— WHAT THIS EXERCISE ASKS —
1: In the court opinion, how many violations of the student code was petitioner charged with?
2: Repeat word for word the part of the court opinion starting at "Pattison, Sampson, Ginsberg" and ending at "code of conduct.".

>> Begin DOCUMENT PASSAGE

Matter of Doe v. State Univ. of N.Y. Coll. at Cortland
This text of 2024 NY Slip Op 01965 (Matter of Doe v. State Univ. of N.Y. Coll. at Cortland) is published on Counsel Stack Legal Research, covering Appellate Division of the Supreme Court of the State of New York primary law. Counsel Stack provides free access to over 12 million legal documents including statutes, case law, regulations, and constitutions.
Opinion
| Matter of Doe v State Univ. of N.Y. Coll. at Cortland |
| 2024 NY Slip Op 01965 |
| Decided on April 11, 2024 |
| Appellate Division, Third Department |
| Published by New York State Law Reporting Bureau pursuant to Judiciary Law § 431. |
| This opinion is uncorrected and subject to revision before publication in the Official Reports. |
Decided and Entered:April 11, 2024
CV-23-0480
v
State University of New York College at Cortland, Respondent.
Calendar Date:February 20, 2024
Before:Garry, P.J., Egan Jr., Clark, Pritzker and Mackey, JJ.
Pattison, Sampson, Ginsberg & Griffin, PLLC, Troy (Rhiannon I. Gifford of counsel), for petitioner.
Letitia James, Attorney General, Albany (Douglas E. Wagner of counsel), for respondent.
Pritzker, J.
Proceeding pursuant to CPLR article 78 (transferred to this Court by order of the Supreme Court, entered in Cortland County) to review a determination of respondent finding petitioner guilty of sexual misconduct in violation of respondent's code of conduct.
In February 2022, petitioner, a student at respondent, engaged in sexual conduct with a female student (hereinafter the reporting individual). Thereafter, the reporting individual filed a formal complaint with respondent's Title IX office (see 34 CFR 106.2) alleging that some of the sexual conduct was not consensual. Respondent's Title IX coordinator sent petitioner a notice informing him that an investigation was being conducted in relation to the complaint. After the investigation, it was determined that the evidence presented was sufficient to warrant a formal hearing. Respondent issued a charge letter to petitioner in which he was charged with three violations of respondent's Code of Student Conduct (hereinafter the student code) which prohibits sexual assault— namely, one charge of nonconsensual sexual penetration (hereinafter charge 1) and two charges of nonconsensual sexual touching — one based upon petitioner allegedly slapping the reporting individual's buttocks (hereinafter charge 2), and the second based upon petitioner allegedly rubbing his penis on her body (hereinafter charge 3). After the hearing, the Title IX Hearing Officer found petitioner to be in violation of the student code on all three charges and determined that disciplinary dismissal was appropriate based on the nature of the offense. The Hearing Officer's decision was upheld by respondent's Title IX Appeals Committee on administrative appeal. Petitioner thereafter commenced this CPLR article 78 proceeding and the matter was transferred to this Court (see CPLR 7804 [g]).

>> End DOCUMENT PASSAGE
>> Begin LISTED RECORDS

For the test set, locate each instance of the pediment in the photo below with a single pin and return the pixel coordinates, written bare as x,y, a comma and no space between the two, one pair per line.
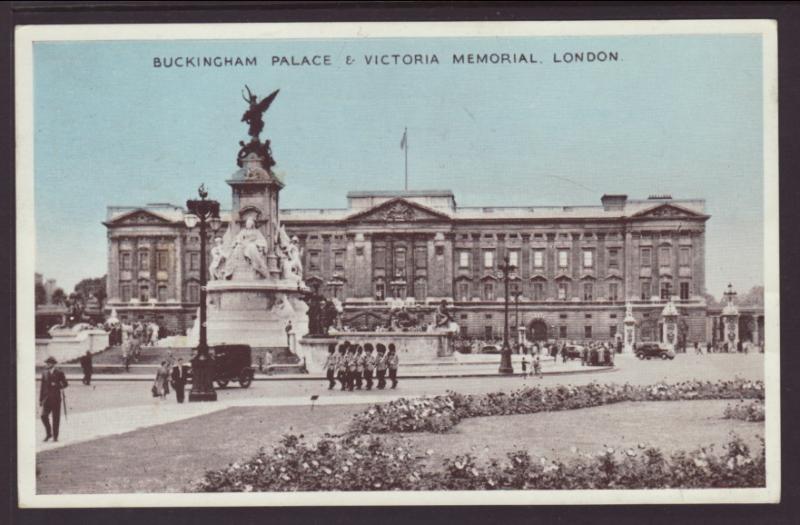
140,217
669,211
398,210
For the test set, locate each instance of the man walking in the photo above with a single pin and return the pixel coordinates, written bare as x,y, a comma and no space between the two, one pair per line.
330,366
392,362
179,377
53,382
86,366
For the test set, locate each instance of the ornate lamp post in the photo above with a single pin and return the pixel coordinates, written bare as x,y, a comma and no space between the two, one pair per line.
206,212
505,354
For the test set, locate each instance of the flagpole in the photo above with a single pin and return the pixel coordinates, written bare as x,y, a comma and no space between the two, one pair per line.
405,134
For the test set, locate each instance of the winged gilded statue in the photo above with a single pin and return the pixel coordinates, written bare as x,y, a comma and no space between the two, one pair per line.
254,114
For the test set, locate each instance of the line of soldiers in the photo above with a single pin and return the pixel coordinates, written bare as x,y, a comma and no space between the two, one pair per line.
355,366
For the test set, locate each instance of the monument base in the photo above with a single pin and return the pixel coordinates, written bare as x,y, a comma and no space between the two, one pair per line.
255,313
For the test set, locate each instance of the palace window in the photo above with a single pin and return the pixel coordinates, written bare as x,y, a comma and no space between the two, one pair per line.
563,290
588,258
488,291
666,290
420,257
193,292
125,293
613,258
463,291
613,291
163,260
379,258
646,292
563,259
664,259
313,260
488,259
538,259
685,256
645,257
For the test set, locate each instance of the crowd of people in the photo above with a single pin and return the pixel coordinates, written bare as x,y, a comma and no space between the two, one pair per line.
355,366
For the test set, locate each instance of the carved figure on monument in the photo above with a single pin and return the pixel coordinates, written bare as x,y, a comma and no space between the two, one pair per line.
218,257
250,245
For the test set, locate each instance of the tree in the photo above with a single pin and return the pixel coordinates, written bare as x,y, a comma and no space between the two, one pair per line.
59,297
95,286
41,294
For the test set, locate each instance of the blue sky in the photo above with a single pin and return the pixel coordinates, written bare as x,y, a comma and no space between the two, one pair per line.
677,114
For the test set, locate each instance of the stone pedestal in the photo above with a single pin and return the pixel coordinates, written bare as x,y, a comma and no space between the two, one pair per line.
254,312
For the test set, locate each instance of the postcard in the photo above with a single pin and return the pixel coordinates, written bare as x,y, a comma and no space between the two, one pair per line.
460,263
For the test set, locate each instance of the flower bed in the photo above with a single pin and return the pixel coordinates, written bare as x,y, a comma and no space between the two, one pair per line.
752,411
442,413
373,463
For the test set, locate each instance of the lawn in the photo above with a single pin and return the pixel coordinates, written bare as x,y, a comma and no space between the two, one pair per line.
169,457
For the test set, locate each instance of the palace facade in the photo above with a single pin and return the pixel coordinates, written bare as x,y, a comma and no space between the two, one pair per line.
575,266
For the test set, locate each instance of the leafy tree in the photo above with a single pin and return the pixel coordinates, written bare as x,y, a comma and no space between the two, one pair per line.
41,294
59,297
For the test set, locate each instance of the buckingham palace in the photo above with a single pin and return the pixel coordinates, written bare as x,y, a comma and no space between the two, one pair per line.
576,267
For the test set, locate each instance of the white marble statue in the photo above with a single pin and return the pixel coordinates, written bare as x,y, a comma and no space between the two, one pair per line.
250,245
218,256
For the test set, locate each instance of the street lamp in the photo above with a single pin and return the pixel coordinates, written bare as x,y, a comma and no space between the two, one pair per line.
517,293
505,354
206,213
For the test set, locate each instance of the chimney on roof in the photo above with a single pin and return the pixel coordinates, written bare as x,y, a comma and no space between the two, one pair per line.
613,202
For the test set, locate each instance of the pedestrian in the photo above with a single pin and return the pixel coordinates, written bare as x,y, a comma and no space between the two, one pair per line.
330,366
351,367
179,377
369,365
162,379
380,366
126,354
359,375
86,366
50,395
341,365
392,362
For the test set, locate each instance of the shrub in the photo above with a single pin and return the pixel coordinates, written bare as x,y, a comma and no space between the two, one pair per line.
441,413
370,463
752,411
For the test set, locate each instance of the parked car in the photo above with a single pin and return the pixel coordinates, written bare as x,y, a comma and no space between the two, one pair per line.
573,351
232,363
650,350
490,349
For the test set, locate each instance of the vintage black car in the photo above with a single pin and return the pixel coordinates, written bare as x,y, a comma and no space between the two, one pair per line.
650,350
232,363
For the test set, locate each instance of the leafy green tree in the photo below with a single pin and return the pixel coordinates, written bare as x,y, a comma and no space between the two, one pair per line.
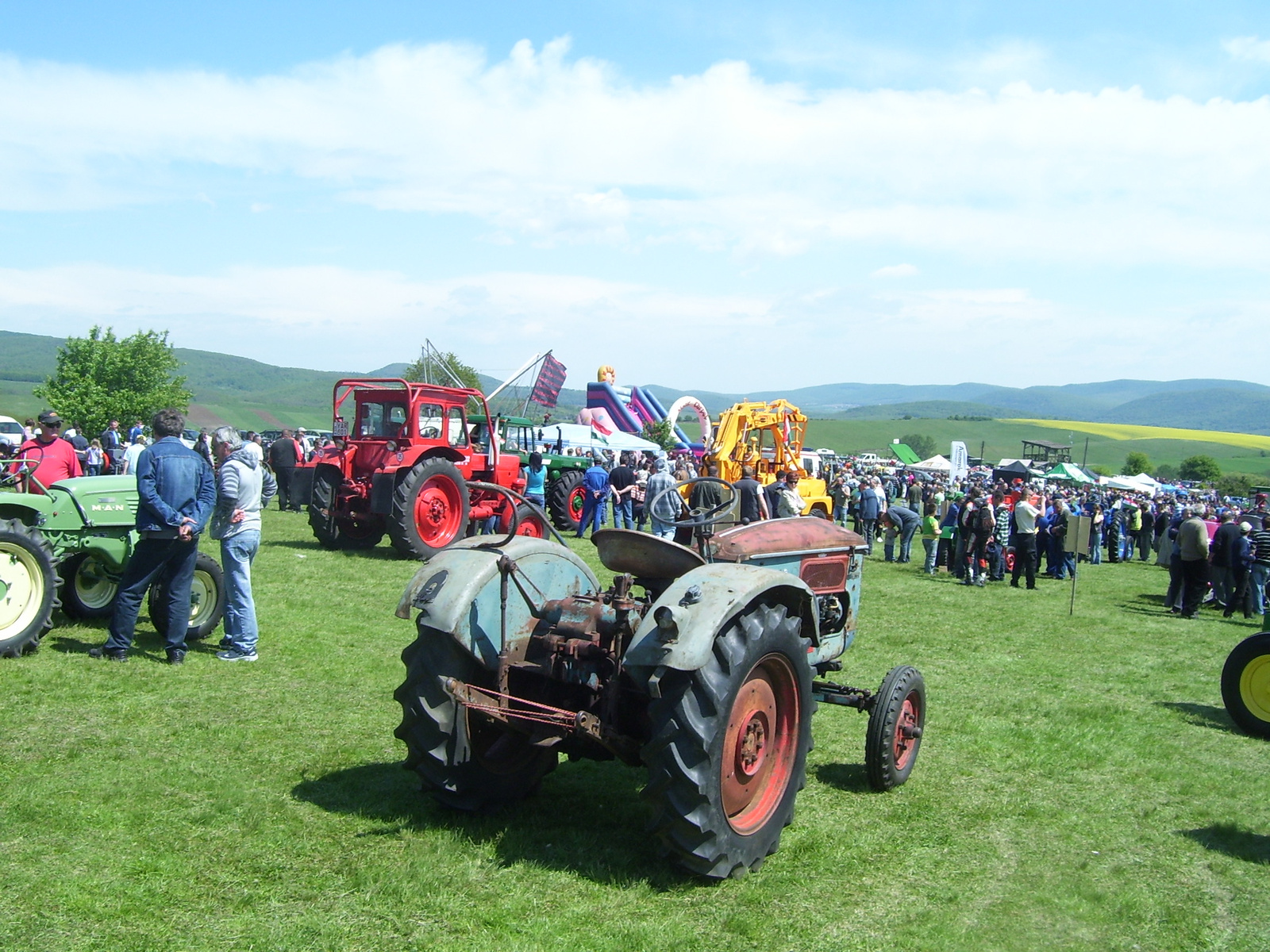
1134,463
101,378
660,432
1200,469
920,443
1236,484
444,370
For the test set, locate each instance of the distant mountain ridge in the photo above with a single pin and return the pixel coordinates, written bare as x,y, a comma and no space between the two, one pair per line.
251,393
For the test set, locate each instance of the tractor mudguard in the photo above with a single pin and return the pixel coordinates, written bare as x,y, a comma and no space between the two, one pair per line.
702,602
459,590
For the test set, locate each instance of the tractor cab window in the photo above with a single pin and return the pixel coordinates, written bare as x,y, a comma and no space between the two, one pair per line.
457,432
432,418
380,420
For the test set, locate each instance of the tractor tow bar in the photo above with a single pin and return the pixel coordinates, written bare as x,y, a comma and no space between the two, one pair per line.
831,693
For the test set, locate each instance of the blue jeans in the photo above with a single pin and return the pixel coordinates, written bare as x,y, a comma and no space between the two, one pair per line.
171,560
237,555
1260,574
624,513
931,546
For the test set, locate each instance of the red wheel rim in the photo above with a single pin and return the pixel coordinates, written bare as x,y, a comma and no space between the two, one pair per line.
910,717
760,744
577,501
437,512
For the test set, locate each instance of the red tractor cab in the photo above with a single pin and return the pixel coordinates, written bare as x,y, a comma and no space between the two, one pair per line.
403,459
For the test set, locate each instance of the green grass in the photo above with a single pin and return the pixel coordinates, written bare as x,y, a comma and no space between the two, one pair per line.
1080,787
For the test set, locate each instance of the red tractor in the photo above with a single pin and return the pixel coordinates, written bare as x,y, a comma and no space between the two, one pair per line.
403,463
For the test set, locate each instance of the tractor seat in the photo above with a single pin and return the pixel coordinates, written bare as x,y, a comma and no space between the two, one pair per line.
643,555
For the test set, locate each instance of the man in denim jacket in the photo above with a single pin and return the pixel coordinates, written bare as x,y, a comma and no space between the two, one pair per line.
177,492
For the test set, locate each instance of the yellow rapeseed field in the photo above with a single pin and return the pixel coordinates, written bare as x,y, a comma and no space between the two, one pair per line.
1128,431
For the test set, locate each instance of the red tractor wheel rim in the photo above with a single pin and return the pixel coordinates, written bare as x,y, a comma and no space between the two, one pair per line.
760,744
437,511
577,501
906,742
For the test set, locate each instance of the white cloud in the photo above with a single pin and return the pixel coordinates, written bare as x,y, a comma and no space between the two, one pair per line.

>> End LISTED RECORDS

— RESPONSES FOR EACH TASK —
1: Three violations

2:
Pattison, Sampson, Ginsberg & Griffin, PLLC, Troy (Rhiannon I. Gifford of counsel), for petitioner.
Letitia James, Attorney General, Albany (Douglas E. Wagner of counsel), for respondent.
Pritzker, J.
Proceeding pursuant to CPLR article 78 (transferred to this Court by order of the Supreme Court, entered in Cortland County) to review a determination of respondent finding petitioner guilty of sexual misconduct in violation of respondent's code of conduct.